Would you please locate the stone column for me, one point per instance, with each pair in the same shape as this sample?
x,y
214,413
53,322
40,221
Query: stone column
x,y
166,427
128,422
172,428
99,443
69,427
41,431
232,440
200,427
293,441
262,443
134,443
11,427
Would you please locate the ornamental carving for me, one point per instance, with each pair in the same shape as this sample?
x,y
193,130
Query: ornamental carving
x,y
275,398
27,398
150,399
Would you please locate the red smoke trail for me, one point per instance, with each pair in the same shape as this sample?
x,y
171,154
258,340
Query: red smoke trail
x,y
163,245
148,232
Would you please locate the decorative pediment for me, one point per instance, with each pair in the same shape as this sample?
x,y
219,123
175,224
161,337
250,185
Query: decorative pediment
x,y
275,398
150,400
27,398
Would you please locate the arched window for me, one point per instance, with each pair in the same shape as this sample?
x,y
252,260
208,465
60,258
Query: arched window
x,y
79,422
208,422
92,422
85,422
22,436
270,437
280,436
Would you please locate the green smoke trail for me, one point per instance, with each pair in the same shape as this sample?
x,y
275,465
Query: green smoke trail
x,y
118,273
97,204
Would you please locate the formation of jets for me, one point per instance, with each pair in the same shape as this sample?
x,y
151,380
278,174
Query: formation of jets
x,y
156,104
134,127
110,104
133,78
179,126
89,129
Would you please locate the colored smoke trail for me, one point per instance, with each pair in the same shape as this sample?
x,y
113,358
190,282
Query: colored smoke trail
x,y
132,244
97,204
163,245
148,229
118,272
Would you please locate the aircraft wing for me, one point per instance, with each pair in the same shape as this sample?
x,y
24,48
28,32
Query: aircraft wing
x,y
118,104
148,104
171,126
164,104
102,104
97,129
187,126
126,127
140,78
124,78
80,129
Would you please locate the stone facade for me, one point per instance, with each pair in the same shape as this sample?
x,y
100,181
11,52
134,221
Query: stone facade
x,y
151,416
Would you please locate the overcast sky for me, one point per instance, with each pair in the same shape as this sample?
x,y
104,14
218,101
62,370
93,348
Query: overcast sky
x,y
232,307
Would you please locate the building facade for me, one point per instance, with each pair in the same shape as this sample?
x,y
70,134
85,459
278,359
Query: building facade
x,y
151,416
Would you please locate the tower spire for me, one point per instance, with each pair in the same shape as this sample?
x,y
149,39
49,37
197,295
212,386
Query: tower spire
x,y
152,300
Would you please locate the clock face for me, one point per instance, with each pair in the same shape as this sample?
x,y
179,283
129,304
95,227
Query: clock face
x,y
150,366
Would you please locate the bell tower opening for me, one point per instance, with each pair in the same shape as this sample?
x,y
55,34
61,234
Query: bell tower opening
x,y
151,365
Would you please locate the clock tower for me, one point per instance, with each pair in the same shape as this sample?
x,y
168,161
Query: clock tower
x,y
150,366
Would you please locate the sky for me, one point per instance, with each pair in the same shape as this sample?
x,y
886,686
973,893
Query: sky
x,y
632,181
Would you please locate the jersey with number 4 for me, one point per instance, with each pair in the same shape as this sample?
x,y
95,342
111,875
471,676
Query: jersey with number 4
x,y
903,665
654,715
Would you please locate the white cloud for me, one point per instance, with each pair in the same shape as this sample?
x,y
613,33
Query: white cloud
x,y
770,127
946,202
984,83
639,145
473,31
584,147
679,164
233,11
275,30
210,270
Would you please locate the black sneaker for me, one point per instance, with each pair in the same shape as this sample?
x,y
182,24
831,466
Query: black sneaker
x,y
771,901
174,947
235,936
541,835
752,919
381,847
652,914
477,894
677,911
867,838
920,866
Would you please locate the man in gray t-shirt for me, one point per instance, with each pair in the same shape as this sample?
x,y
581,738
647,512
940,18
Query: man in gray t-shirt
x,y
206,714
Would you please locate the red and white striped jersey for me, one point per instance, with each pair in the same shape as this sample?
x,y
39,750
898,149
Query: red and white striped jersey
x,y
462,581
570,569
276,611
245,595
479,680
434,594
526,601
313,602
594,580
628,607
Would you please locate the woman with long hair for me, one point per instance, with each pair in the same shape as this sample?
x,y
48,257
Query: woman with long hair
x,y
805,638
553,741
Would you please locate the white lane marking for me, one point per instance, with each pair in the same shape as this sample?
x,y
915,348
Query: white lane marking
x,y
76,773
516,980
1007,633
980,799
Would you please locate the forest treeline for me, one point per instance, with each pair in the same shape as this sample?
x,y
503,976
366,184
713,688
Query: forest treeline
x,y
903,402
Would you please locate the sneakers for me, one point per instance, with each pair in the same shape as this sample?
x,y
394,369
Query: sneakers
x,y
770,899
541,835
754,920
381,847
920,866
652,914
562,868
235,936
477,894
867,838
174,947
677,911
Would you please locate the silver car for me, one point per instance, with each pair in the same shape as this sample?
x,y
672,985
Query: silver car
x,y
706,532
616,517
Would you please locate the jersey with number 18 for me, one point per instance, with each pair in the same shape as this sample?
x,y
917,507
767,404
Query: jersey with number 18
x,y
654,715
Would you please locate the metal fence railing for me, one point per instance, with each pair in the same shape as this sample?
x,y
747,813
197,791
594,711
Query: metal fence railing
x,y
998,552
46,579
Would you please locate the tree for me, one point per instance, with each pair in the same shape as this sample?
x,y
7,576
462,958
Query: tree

################

Output all preceding records character for character.

Would you please locate the stone column for me, one point per instance, with each pair in the same shape as this sample?
x,y
214,413
53,322
40,221
Query: stone column
x,y
166,427
128,422
172,428
99,443
69,427
41,431
232,440
200,427
293,441
262,443
134,443
11,427
Would you please locate the ornamental carving for me, one point per instance, with each pair in the same shape as this sample?
x,y
193,130
Query: ornamental carving
x,y
275,398
27,398
150,399
Would you please locate the red smoke trail for me, one point per instance, with each pair in the same shape as this sample?
x,y
171,154
258,340
Query: red smoke trail
x,y
163,245
148,232
Would you please locate the decorative pediment for me, one point per instance, with each pair in the same shape as this sample?
x,y
219,123
175,224
161,337
250,185
Query: decorative pediment
x,y
275,398
150,400
27,398
Would you please locate the arched window for me, one point per instance, with each pair in the same shape as this sample?
x,y
252,260
208,465
60,258
Query: arched window
x,y
79,422
208,422
92,422
85,422
22,436
270,437
280,436
Would you please locate the green smoke trail for me, one point per instance, with each pair in the same shape as this sample?
x,y
275,465
Query: green smoke trail
x,y
118,273
97,204
Would you please locate the formation of jets for me, one point per instance, with each pair in the same shape as this sample?
x,y
151,380
278,174
Query: formation of jets
x,y
156,104
134,127
110,104
133,78
179,126
89,129
Would you please locate the colored smoke trail for me, one point per instance, with each pair in the same shape as this sample?
x,y
113,358
190,282
Query: colored smoke trail
x,y
132,244
97,204
163,245
148,229
118,272
Would you please locate the aircraft wing for me, one point per instance, with each pair in the same shape as this sample?
x,y
24,48
28,32
Query: aircraft wing
x,y
118,104
148,104
171,126
164,104
102,104
97,129
187,126
126,127
140,78
124,78
80,129
Would you please locate the stone facade for me, one point per instance, with each pair in the same shape as this sample?
x,y
100,181
11,52
134,221
Query: stone facade
x,y
151,416
Would you please locate the overcast sky for me, one point per instance, with each pair in the same shape as this sample?
x,y
104,14
218,101
62,370
93,348
Query: overcast sky
x,y
232,307
Would you please locate the building facade for me, one point per instance, with each pair in the same shape as this sample?
x,y
70,134
85,459
278,359
Query: building facade
x,y
151,416
Would you please locate the tower spire for me, one point per instance, with each pair in the same shape as this sample?
x,y
149,39
49,37
197,295
212,386
Query: tower spire
x,y
152,300
Would you please locate the clock face for me, one point per instance, with each pair in the same shape as this sample?
x,y
179,283
129,304
95,227
Query: clock face
x,y
150,366
Would you please locate the bell tower opening for me, one point per instance, with each pair in the same shape as this sample?
x,y
55,34
61,234
Query: bell tower opening
x,y
151,365
Would you please locate the clock tower for me, one point per instance, with each pair in the same shape as this sample?
x,y
168,161
Query: clock tower
x,y
150,366
Would you please locate the sky for me, one point per instance, with each pair in the same shape as this sample?
x,y
886,686
973,893
Query: sky
x,y
632,181
Would you please locate the jersey with number 4 for me, one point per instance, with each pair in the same shape as this sample?
x,y
95,342
111,875
471,676
Query: jersey with number 4
x,y
903,665
654,715
Would you please locate the white cloud for me, one point per instance, with each pair in the same shape as this sample?
x,y
613,33
Query: white cloud
x,y
770,127
946,202
984,83
639,145
473,31
584,147
679,164
233,11
275,30
210,270
Would you please locate the black sneaker for me, one point per instance, with each pair in the same shape as this sample?
x,y
182,24
831,466
Query: black sneaker
x,y
771,901
174,947
235,936
541,835
752,919
381,847
652,914
477,894
677,911
867,838
920,866
Would you please locate the man in gray t-shirt for me, one point per instance, with each pair in the same shape as this sample?
x,y
581,738
647,512
940,18
Query: man in gray t-shirt
x,y
206,714
Would you please locate the red and white striped jersey for me, one point per instance, with each pair in the same shape as this sample?
x,y
39,750
898,149
Query: red and white striped jersey
x,y
462,581
570,569
276,611
245,595
479,680
434,594
526,601
313,602
594,580
628,607
Would you please locate the woman with long hair for me, one point per instance, with each pair in the same shape as this sample?
x,y
48,257
Query: woman with long hair
x,y
805,638
553,741
Would you please locate the white lane marking for me, one point per instance, with each pair in the same shape as this sample?
x,y
915,348
Query: white lane marking
x,y
76,773
516,980
1007,633
980,799
Would you please locate the forest treeline for me, one point per instance, with each pair in the same shape as this sample?
x,y
503,976
366,184
713,688
Query: forest treeline
x,y
903,402
Would you please locate the sneakers for me, one point per instance, with each pair in the same shape as this sample?
x,y
394,369
Query: sneakers
x,y
770,899
541,835
754,920
381,847
920,866
652,914
562,868
235,936
477,894
867,838
174,947
677,911
Would you please locate the silver car for me, one point per instance, with each pair in the same shape as this sample?
x,y
672,985
Query: silver car
x,y
706,532
616,517
Would you please locate the jersey with number 18 for me, one point per instance, with each pair in the same shape as this sample?
x,y
917,507
767,404
Query: jersey with number 18
x,y
654,715
Would you please locate the metal fence railing for me, one point per instance, with each pair in the same shape as this sample?
x,y
747,813
197,791
594,711
Query: metal fence railing
x,y
998,552
46,579
Would you please locate the tree for me, one point per instance, with each pair in the same shape as this sample?
x,y
7,576
462,958
Query: tree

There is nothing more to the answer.